• **TEXT SHOWN**
# # #

The Nuclear Installations Act of 1965 required that a plant's operator must pay a maximum of £150 million in the ten years after the incident. The government would cover any excess and pay for any damage that arose between ten and thirty years afterwards. Under international conventions, the government would also cover any cross-border liabilities up to a maximum of about £300 million. Although these figures reflect the monetary values of the 60s, even adjusted to today’s figures they are a gross under-estimate of the kind of compensation required. If an easterly wind were to blow radioactive material towards London from a destroyed Bradwell nuclear power station in Essex, it is estimated that the bill would more likely top £300 trillion rather than £300 million!


Conclusions

What we have gleaned so far paints an entirely different picture to that coming from the insincere pronouncements from Blair, Bush and other proponents for nuclear energy.

In conclusion we can summarise:
  • Extraction of uranium is uneconomic and leaves in its wake ‘tailings’ that leave exposed, large amounts of radioactive and toxic material that adversely affect the environment.

# # #

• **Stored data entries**
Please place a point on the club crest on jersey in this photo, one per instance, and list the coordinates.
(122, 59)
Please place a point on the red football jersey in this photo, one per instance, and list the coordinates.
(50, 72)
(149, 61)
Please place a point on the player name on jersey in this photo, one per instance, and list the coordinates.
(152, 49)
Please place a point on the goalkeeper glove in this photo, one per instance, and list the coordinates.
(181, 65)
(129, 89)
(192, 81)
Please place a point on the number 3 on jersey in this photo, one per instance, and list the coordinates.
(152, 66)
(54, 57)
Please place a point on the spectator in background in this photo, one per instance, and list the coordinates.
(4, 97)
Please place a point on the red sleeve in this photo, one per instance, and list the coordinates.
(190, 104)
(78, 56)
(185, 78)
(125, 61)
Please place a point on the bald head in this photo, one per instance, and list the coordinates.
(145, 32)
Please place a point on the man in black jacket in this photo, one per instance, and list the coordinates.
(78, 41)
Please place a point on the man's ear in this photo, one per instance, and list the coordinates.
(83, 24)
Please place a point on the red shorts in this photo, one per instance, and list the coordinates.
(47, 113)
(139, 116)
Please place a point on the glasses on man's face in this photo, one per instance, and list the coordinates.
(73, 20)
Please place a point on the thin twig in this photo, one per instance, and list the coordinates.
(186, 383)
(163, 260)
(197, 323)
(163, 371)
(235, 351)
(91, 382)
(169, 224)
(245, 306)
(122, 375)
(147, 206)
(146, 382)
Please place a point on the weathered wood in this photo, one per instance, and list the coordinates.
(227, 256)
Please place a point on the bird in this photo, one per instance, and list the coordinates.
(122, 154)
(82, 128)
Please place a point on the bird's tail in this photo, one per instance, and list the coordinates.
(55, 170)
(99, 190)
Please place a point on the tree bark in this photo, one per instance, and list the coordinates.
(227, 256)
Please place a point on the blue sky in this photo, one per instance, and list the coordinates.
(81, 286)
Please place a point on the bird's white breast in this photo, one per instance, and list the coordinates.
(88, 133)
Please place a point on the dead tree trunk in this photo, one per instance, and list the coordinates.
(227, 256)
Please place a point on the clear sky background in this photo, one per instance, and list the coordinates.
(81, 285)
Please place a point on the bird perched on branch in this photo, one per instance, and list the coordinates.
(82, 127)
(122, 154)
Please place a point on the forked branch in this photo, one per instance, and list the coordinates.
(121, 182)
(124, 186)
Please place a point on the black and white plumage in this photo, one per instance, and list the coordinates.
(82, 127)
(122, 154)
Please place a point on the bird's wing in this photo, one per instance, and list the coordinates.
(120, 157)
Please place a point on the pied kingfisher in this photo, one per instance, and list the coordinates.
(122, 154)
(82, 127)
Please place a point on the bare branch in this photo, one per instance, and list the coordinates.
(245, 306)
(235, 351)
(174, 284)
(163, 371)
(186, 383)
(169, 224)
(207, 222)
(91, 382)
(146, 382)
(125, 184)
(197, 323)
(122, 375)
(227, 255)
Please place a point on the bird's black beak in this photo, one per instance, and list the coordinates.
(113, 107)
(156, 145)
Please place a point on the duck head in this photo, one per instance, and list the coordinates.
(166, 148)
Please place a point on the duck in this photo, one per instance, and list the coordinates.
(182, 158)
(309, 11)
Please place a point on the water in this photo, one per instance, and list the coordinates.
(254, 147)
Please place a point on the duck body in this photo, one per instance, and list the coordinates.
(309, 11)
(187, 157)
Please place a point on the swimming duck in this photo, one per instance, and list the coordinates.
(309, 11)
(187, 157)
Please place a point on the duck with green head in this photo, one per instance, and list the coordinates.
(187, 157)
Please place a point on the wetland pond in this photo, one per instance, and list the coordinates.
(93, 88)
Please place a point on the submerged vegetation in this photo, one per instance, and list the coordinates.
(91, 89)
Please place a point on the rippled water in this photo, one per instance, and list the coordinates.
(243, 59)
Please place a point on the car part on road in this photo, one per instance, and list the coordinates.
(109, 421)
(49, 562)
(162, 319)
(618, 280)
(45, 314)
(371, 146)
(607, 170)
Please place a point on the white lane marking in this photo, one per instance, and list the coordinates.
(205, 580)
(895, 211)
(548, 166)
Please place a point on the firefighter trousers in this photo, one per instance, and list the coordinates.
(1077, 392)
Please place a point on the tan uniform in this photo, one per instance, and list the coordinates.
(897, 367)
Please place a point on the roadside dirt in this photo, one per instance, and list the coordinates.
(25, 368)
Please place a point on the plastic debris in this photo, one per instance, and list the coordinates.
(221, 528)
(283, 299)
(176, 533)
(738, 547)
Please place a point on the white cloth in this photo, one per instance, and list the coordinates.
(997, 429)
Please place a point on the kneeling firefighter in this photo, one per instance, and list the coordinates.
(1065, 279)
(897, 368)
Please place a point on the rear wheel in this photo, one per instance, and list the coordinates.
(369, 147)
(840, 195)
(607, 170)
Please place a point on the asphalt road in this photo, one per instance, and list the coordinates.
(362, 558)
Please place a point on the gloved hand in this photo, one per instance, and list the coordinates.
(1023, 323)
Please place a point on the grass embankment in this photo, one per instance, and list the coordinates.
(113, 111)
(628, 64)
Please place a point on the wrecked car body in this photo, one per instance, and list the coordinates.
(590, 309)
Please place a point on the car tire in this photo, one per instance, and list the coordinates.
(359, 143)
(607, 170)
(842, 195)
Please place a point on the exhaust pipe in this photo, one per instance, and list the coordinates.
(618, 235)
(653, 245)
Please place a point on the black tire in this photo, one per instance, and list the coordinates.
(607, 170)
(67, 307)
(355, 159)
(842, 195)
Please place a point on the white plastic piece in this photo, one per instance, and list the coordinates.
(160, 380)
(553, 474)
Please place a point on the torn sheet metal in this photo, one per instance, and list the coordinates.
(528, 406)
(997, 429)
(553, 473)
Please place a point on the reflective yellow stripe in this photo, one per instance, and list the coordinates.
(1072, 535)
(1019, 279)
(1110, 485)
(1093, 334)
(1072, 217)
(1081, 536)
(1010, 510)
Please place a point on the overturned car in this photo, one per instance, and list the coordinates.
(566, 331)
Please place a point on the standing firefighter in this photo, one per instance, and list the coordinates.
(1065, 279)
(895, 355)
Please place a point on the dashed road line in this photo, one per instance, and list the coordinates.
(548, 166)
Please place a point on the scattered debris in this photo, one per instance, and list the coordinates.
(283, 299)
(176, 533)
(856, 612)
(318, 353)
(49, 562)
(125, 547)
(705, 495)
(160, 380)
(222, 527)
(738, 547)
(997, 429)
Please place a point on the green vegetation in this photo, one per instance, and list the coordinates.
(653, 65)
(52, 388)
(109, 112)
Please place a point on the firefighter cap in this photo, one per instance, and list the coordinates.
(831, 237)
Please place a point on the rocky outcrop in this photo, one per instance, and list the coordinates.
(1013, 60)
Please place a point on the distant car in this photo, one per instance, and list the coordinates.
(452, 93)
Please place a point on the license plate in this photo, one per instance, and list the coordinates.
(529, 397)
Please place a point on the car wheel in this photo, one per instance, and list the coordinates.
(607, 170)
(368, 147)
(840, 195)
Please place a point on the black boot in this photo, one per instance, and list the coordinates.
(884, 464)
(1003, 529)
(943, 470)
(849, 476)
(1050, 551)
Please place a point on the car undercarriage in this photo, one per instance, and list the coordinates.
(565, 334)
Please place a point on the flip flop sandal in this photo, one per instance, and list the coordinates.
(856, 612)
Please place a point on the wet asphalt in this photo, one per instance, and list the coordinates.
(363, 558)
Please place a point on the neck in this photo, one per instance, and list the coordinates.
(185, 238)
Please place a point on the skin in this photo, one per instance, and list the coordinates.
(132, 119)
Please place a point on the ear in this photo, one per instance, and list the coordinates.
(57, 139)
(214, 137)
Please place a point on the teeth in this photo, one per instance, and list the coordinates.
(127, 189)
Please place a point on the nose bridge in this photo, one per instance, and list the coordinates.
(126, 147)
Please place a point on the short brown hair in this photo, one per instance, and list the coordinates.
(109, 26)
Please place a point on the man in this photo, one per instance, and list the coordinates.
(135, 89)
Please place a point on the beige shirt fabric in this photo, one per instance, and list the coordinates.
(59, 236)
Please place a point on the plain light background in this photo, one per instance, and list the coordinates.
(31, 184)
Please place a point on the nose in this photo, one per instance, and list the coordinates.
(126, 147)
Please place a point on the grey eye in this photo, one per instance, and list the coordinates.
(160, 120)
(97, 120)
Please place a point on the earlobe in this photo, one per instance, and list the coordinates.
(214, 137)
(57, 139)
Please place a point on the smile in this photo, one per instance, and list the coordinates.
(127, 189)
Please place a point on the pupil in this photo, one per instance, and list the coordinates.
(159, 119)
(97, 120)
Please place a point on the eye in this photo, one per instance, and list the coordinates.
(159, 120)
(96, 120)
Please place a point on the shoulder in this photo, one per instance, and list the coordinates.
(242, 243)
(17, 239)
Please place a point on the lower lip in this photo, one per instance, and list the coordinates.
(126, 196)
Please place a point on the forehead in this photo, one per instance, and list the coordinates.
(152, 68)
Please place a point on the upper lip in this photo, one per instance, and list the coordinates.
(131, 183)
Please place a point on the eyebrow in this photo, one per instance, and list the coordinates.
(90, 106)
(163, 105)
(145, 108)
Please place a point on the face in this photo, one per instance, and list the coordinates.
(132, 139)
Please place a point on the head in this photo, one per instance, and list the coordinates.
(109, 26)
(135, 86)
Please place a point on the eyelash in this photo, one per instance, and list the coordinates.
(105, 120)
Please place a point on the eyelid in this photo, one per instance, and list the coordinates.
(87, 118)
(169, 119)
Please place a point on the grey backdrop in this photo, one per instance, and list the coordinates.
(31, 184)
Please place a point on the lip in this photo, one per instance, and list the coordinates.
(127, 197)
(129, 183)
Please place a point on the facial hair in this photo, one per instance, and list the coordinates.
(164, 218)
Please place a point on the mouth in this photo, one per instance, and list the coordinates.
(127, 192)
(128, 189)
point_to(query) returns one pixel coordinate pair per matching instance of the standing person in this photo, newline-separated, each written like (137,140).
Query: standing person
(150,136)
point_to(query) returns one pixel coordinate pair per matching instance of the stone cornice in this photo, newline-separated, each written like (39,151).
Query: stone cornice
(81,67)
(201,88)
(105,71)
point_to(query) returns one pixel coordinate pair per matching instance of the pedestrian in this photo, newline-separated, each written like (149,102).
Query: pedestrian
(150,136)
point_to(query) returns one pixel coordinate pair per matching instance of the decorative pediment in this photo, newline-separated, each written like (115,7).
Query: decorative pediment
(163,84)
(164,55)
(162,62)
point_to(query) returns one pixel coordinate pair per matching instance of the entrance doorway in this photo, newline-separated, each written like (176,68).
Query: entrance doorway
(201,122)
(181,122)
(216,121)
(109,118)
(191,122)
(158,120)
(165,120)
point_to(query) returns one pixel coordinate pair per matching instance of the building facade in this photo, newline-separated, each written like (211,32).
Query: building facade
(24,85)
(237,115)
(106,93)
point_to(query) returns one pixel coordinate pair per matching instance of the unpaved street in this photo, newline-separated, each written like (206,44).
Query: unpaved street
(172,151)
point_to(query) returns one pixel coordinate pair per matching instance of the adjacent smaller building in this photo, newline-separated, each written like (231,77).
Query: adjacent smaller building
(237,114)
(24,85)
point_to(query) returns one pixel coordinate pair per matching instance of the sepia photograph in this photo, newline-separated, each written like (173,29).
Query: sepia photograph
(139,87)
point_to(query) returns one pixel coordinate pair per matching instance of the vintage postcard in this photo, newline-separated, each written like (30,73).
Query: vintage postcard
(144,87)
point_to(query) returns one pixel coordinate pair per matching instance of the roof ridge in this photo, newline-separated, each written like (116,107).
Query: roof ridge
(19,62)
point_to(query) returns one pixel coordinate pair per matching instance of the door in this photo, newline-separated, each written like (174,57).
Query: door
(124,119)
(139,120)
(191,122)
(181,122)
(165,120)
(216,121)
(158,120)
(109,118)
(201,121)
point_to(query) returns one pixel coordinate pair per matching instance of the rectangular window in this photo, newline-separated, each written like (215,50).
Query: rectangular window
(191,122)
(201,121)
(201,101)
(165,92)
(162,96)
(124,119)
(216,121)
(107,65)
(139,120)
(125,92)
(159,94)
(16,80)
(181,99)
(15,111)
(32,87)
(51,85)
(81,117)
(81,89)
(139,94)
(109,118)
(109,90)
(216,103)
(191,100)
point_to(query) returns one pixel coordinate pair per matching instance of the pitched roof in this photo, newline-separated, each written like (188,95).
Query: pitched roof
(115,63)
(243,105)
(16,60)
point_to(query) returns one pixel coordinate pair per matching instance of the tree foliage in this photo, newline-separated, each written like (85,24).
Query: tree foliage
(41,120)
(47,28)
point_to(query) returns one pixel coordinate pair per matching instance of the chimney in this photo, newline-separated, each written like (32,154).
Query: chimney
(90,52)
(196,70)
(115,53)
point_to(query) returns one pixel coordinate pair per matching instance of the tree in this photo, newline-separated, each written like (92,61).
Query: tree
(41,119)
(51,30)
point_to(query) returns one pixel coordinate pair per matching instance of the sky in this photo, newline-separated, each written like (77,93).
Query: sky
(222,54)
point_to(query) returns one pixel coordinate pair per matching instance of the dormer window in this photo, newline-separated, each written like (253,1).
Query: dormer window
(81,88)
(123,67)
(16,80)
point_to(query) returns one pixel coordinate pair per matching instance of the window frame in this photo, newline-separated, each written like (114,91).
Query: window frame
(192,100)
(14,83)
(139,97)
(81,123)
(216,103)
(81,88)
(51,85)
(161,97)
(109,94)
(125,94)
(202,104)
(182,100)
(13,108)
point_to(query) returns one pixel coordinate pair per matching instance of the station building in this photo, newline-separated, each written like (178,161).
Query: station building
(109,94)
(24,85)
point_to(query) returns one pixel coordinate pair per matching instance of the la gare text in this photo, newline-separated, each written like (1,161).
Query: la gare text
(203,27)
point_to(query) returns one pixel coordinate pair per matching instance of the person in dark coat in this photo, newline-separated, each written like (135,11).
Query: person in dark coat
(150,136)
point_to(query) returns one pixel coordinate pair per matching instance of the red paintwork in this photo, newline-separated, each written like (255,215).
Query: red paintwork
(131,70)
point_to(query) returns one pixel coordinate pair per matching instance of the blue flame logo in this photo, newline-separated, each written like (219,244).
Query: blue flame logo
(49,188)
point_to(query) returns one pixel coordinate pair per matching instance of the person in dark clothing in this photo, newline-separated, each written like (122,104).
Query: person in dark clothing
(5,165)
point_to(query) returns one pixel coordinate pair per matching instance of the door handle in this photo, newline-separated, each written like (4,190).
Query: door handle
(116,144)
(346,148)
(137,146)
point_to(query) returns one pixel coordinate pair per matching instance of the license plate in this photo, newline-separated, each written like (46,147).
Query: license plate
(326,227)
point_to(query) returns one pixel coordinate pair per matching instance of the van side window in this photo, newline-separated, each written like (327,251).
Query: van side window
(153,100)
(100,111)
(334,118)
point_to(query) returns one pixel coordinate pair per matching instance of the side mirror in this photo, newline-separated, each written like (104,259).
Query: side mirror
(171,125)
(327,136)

# # #

• **EXERCISE DESCRIPTION**
Write out the nuclear energy passage word for word from "The Nuclear Installations" to "than £300 million!".

• **TASK OUTPUT**
The Nuclear Installations Act of 1965 required that a plant's operator must pay a maximum of £150 million in the ten years after the incident. The government would cover any excess and pay for any damage that arose between ten and thirty years afterwards. Under international conventions, the government would also cover any cross-border liabilities up to a maximum of about £300 million. Although these figures reflect the monetary values of the 60s, even adjusted to today’s figures they are a gross under-estimate of the kind of compensation required. If an easterly wind were to blow radioactive material towards London from a destroyed Bradwell nuclear power station in Essex, it is estimated that the bill would more likely top £300 trillion rather than £300 million!